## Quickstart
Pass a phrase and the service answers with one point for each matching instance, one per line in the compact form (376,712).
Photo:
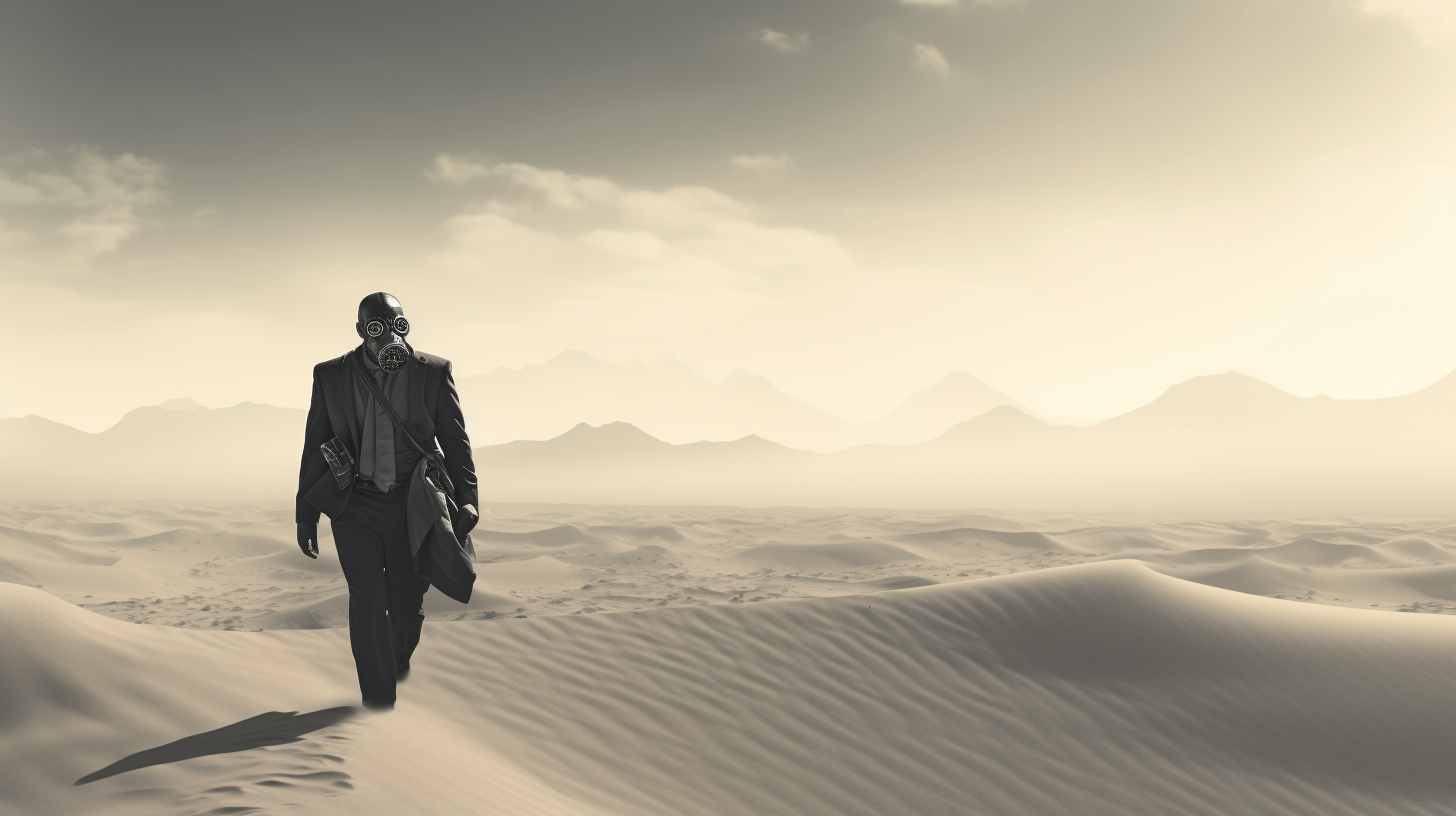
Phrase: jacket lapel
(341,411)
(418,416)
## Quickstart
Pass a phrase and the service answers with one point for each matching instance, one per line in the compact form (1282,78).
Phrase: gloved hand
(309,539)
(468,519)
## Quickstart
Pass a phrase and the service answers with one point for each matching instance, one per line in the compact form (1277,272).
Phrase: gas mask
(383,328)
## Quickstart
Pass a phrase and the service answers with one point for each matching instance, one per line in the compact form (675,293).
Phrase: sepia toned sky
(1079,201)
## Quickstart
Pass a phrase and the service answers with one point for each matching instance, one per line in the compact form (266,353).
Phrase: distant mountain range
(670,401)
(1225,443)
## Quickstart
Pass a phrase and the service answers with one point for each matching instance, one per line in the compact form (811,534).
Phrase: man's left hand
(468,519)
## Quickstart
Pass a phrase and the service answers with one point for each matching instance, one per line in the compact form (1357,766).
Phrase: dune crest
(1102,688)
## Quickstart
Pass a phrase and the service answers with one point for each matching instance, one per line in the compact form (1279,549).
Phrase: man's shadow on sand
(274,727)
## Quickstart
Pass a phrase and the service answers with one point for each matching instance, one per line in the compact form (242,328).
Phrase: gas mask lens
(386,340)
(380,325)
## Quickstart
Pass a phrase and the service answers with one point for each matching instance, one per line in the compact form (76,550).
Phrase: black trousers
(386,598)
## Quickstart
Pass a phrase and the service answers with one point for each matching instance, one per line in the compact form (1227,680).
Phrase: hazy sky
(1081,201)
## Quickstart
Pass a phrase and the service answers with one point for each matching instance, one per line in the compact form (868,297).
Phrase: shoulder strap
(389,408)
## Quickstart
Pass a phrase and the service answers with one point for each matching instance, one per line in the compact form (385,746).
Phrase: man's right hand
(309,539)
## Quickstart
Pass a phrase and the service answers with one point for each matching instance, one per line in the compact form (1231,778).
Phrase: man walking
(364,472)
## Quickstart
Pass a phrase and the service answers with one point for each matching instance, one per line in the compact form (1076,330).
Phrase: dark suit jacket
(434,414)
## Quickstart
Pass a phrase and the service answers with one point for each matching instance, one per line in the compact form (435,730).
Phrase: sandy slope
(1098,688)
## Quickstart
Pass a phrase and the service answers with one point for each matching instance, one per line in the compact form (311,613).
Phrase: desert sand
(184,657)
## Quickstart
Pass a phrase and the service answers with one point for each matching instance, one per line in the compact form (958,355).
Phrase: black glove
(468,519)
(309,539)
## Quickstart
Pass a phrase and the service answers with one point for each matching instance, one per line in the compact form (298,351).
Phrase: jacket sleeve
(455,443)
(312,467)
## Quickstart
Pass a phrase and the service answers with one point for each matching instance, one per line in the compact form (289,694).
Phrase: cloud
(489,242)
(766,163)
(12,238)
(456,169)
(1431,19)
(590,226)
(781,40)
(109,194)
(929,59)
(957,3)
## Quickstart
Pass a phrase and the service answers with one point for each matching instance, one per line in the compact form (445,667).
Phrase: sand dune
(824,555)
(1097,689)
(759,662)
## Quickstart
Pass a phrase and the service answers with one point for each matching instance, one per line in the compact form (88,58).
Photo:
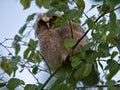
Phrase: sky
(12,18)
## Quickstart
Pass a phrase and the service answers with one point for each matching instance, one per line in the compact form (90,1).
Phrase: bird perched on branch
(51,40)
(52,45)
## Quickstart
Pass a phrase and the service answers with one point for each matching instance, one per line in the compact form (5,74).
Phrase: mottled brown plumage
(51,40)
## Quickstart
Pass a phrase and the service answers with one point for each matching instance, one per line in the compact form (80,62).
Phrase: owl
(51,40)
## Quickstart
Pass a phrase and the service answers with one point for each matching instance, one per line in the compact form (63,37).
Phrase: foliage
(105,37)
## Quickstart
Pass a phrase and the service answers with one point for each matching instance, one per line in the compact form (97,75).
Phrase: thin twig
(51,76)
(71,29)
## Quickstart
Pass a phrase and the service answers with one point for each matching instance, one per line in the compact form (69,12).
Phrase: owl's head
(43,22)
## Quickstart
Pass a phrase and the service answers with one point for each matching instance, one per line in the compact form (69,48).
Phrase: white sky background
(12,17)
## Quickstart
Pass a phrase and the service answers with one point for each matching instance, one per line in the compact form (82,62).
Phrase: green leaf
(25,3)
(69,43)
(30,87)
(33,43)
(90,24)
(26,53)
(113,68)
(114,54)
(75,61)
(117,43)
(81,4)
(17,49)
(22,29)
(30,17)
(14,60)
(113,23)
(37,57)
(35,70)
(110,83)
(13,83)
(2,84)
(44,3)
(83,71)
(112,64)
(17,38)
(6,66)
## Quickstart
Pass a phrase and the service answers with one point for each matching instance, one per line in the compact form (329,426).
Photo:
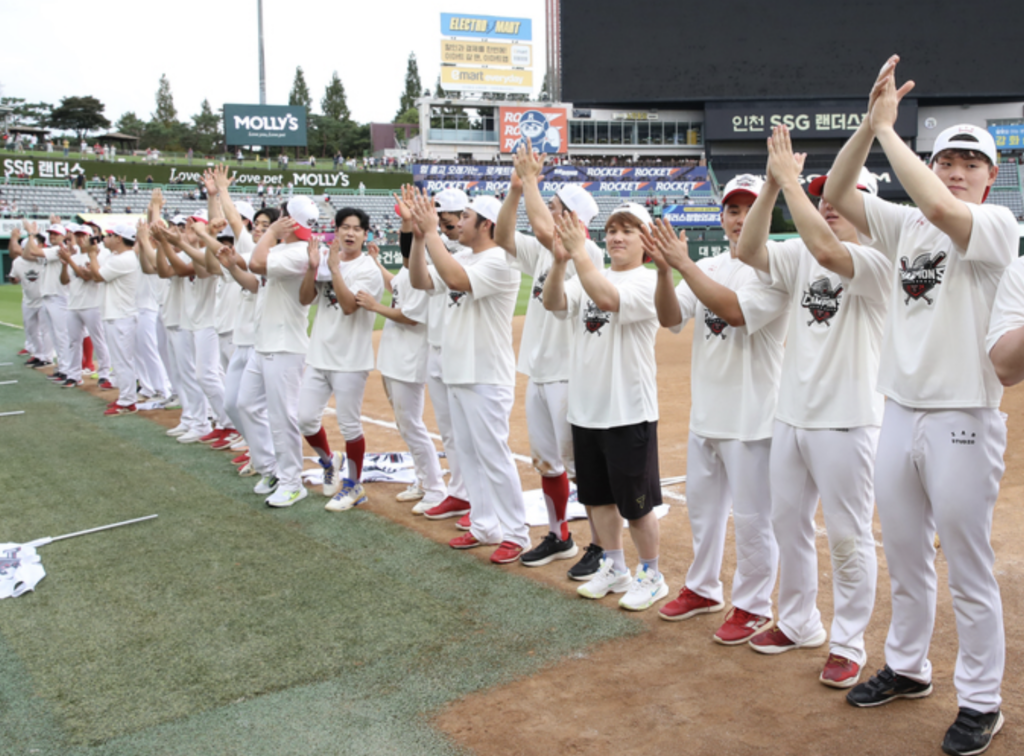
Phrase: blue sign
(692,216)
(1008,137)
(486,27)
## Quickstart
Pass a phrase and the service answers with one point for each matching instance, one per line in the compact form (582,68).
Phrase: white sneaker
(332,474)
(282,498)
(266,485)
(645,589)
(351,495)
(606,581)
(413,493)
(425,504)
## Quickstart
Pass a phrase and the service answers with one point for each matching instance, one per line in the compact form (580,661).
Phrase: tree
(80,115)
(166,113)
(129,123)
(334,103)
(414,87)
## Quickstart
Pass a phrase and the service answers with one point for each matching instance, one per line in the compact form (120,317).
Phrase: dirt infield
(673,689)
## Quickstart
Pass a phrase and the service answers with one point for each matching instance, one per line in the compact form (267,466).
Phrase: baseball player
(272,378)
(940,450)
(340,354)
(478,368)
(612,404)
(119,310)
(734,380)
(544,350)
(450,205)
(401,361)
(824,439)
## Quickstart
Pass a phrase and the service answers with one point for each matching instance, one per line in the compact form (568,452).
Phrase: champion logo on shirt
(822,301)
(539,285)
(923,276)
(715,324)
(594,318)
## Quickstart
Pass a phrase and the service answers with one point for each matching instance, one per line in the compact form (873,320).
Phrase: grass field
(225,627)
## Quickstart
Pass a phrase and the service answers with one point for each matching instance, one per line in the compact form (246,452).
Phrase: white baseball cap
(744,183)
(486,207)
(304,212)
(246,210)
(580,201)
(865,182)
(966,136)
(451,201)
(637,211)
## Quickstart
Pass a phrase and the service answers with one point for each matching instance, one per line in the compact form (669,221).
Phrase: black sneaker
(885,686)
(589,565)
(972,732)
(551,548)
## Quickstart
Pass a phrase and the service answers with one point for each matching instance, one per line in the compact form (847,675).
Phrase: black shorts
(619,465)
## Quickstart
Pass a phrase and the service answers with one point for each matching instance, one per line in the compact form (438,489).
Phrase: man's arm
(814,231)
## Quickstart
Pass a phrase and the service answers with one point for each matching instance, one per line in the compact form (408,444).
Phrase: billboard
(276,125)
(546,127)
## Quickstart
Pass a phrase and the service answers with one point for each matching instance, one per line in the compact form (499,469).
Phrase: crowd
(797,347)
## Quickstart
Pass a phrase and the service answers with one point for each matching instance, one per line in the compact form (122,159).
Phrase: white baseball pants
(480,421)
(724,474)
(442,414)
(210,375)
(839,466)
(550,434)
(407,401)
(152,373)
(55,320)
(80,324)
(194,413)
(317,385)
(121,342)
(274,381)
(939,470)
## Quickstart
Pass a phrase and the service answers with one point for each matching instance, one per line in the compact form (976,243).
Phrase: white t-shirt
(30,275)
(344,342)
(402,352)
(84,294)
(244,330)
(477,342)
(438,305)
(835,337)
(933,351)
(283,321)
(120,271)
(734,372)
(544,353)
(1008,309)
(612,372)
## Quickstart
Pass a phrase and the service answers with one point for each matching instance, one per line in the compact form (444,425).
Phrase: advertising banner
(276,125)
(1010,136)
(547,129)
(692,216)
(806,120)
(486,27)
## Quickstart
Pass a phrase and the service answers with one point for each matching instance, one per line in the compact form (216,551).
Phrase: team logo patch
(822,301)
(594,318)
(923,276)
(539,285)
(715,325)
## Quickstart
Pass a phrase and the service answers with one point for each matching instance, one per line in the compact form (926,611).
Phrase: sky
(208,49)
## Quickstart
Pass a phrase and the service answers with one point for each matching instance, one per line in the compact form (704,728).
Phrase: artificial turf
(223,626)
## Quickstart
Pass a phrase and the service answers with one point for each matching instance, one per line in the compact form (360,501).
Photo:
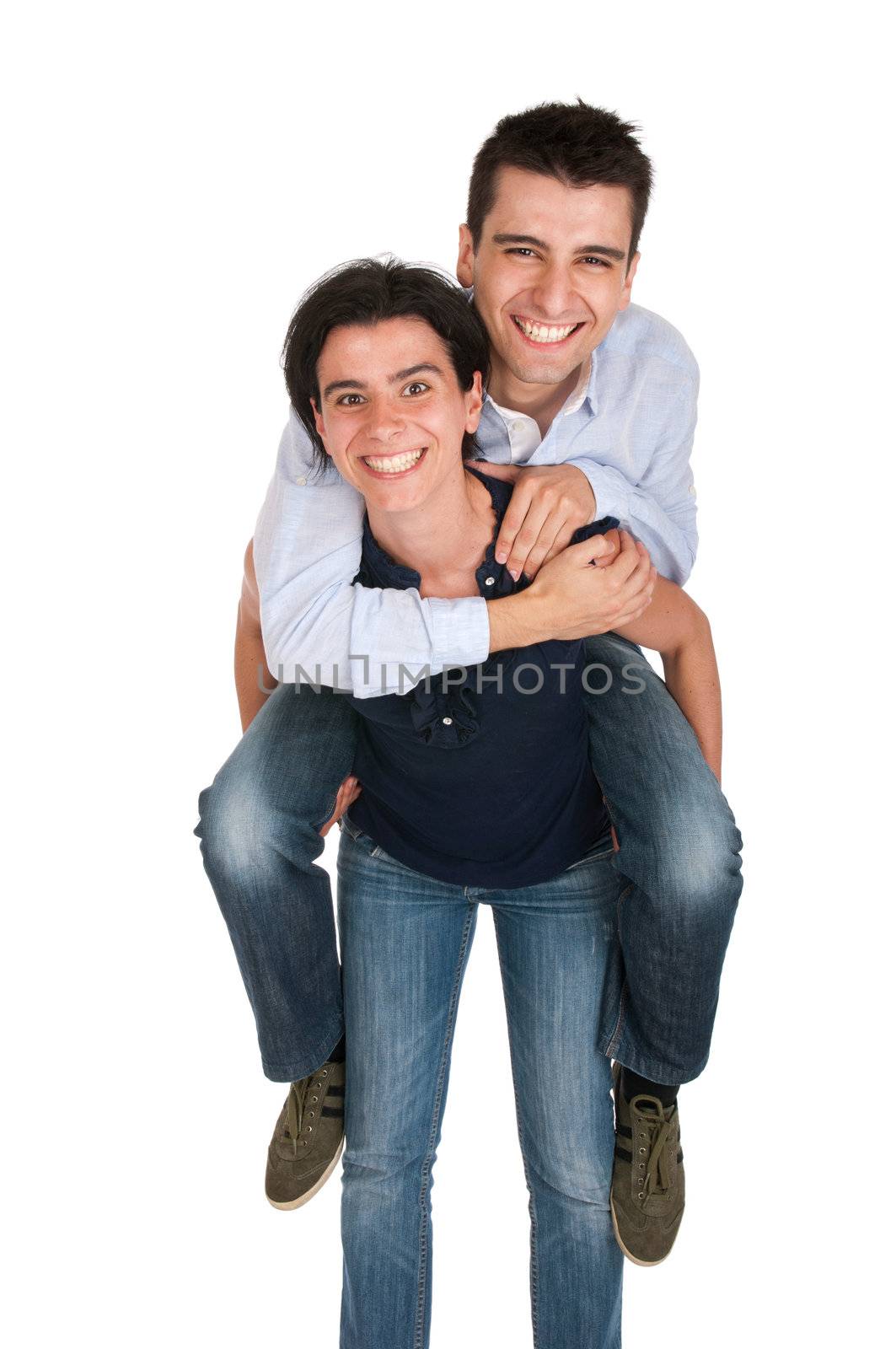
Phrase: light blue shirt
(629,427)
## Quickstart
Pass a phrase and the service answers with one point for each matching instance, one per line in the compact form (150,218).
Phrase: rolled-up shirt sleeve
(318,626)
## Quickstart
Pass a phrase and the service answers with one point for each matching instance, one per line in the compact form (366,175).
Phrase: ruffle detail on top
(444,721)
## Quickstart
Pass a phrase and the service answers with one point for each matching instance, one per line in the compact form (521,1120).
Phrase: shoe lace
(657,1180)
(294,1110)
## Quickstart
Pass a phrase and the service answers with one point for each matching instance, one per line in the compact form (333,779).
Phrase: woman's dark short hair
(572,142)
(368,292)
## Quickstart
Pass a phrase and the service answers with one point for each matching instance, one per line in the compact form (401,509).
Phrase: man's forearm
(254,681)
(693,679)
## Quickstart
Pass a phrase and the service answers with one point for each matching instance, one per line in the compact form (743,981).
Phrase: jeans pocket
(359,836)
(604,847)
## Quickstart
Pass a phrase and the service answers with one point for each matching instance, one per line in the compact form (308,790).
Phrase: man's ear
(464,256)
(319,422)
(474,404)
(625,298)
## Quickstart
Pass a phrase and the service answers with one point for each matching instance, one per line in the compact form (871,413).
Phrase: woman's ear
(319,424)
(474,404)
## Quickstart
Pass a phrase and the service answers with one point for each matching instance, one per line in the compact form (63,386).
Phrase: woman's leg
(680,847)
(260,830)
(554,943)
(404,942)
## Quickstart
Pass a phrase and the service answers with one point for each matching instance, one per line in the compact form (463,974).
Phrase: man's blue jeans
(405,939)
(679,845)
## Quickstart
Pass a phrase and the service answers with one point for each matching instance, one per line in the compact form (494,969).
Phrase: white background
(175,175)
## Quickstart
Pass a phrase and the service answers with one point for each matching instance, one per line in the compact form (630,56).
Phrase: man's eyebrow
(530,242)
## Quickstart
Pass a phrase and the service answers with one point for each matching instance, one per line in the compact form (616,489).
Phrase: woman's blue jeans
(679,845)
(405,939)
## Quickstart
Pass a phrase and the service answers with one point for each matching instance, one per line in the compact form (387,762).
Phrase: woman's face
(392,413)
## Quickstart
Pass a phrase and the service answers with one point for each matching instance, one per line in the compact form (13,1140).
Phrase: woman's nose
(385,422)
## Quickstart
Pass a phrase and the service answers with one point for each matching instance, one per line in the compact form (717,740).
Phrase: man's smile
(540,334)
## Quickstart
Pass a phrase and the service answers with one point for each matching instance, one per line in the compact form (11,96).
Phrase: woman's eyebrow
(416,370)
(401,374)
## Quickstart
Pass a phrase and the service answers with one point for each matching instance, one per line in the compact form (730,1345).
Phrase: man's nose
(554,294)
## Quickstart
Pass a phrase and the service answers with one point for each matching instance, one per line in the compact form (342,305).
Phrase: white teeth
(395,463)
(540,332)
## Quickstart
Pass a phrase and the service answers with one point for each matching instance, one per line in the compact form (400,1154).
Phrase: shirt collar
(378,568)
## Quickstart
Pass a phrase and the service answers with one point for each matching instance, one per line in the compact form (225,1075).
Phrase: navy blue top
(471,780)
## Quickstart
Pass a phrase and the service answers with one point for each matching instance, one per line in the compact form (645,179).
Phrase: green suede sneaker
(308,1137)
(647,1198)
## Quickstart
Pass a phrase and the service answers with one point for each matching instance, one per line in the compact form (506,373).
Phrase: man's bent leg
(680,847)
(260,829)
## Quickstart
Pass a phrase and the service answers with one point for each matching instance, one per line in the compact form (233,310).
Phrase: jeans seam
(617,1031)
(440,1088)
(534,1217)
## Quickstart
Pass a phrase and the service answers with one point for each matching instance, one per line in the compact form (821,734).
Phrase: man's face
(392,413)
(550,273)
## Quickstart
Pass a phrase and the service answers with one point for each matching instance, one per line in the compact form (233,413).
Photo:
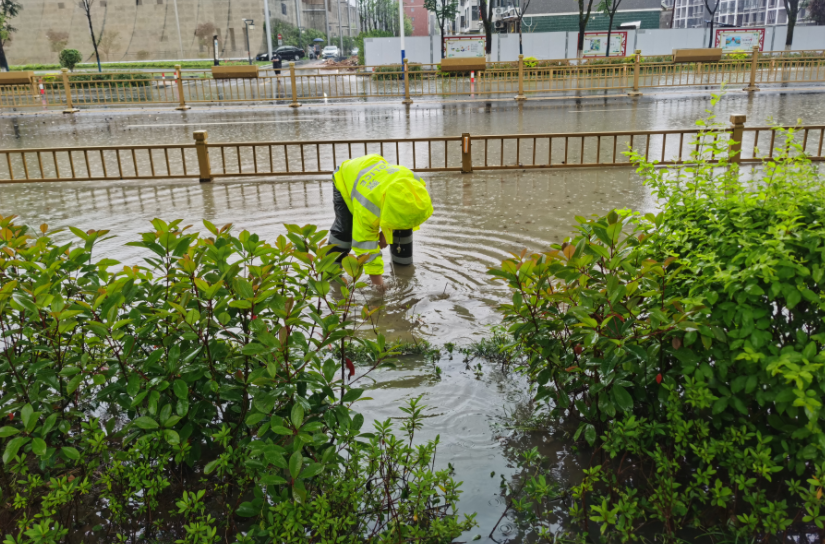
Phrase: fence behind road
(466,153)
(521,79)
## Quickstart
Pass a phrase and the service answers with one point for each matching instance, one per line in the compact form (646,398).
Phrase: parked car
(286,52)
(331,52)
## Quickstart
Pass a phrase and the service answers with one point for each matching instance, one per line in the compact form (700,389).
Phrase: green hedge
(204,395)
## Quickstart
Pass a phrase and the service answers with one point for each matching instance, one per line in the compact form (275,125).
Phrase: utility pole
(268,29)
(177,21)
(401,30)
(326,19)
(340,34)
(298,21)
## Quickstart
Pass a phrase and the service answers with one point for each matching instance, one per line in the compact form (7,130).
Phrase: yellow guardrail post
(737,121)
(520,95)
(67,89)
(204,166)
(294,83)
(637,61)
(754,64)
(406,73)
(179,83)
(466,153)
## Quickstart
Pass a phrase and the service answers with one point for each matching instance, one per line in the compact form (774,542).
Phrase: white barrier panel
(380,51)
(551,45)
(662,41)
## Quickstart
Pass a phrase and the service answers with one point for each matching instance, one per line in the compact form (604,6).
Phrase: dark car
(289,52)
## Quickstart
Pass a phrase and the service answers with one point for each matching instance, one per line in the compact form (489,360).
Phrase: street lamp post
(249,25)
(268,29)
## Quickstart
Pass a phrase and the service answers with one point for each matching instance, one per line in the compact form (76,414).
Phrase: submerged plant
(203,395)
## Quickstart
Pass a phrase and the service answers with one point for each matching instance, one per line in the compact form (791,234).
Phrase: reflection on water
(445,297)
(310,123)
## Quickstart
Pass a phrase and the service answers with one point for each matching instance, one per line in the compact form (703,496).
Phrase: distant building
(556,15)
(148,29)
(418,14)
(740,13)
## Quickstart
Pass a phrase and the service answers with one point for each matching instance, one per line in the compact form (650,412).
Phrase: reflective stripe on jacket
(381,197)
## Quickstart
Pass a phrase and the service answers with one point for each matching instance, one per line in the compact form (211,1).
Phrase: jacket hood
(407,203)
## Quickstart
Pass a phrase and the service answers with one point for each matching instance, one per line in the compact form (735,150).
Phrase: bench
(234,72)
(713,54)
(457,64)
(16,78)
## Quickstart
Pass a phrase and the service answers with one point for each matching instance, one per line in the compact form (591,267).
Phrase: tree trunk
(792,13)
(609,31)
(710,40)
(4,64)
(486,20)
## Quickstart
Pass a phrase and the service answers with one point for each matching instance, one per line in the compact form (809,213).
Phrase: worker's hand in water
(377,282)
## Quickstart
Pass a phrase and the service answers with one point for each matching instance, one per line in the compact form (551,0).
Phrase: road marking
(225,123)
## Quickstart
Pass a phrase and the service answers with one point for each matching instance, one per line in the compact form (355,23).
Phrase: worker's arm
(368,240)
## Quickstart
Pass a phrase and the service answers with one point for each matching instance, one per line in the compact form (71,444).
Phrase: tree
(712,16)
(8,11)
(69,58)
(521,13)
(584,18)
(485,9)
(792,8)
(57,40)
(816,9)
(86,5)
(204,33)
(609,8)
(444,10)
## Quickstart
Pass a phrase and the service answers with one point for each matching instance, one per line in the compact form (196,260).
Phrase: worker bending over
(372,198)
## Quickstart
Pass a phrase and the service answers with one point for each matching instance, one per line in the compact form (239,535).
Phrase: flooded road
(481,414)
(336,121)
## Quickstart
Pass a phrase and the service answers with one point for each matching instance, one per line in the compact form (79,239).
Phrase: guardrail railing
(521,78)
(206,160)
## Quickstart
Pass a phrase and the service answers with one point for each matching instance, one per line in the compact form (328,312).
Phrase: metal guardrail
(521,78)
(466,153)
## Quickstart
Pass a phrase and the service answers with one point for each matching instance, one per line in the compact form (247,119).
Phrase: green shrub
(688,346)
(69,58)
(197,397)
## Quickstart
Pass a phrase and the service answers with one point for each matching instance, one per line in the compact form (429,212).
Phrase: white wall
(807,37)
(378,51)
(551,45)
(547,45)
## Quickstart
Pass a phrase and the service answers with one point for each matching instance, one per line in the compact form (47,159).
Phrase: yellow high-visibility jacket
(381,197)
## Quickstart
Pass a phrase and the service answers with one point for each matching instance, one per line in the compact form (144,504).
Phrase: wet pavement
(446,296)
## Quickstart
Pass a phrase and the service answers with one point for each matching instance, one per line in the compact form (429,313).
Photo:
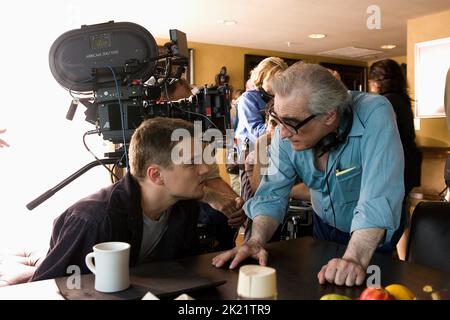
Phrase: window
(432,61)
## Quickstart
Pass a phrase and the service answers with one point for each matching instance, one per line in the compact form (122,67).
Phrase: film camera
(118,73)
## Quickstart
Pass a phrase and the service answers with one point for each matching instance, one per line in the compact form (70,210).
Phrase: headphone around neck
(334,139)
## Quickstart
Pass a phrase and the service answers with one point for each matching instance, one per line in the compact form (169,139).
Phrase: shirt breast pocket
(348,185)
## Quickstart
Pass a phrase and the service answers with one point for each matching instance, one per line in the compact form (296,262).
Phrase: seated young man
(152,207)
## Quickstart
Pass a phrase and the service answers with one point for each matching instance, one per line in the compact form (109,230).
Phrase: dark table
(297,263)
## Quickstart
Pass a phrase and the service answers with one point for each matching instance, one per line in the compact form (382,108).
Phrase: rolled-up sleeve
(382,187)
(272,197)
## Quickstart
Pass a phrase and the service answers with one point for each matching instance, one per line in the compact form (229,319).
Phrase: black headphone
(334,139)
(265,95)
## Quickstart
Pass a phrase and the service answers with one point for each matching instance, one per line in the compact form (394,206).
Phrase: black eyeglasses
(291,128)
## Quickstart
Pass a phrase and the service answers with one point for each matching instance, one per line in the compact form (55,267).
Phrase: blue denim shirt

○ ○ ○ ○

Return every line of the material that contains the string "guardrail", copied in full. Match case exactly.

Phrase: yellow guardrail post
Phrase: guardrail railing
Phrase: metal guardrail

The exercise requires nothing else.